**JOB**
Copy the stretch of the listing below from the line containing "grass listed here." through the line containing "[(714, 765)]", both ends included, with the requests kept in. Add -12 to every coordinate in the answers, and leave out everything outside that stretch.

**RECORD EXTRACTS**
= = =
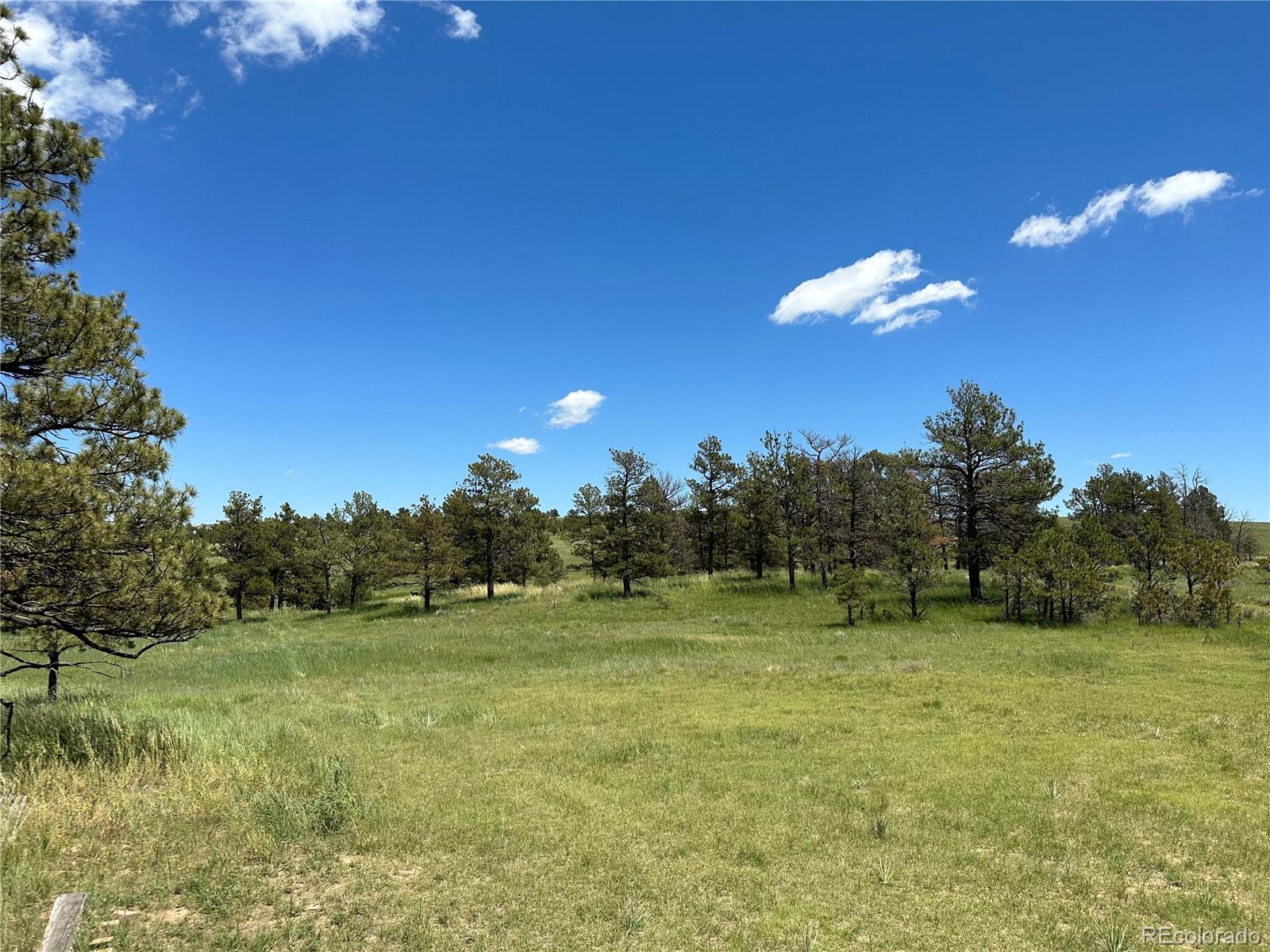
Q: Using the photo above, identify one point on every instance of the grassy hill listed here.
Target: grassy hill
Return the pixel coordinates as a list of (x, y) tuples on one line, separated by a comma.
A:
[(717, 766)]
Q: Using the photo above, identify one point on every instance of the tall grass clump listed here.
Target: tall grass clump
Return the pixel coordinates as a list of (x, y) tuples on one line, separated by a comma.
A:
[(88, 733)]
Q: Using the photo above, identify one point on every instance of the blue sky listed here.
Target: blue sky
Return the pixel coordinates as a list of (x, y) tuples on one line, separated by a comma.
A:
[(366, 241)]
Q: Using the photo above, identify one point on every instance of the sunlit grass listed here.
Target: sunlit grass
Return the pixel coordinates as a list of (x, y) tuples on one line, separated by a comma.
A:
[(714, 765)]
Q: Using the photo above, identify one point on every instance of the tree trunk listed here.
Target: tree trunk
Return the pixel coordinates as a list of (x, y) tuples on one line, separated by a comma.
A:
[(972, 556), (489, 564), (54, 670)]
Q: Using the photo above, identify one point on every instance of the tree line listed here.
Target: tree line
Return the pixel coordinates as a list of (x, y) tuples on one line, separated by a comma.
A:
[(99, 562), (487, 531), (973, 499)]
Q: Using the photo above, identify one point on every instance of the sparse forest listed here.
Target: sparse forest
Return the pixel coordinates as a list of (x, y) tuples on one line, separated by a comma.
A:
[(978, 499), (793, 693)]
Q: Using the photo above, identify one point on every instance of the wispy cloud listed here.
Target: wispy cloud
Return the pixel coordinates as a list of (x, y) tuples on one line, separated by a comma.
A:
[(182, 13), (521, 446), (74, 65), (286, 33), (1178, 194), (865, 290), (575, 408), (463, 23)]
= = =
**FINAL ANSWER**
Q: Using the photo above, identify one point on every instance of the sunlit grass listed here.
Target: sunlit grass
Return the pixel coordinates as a list of (x, y) tuples on one line, separated by a comma.
A:
[(702, 753)]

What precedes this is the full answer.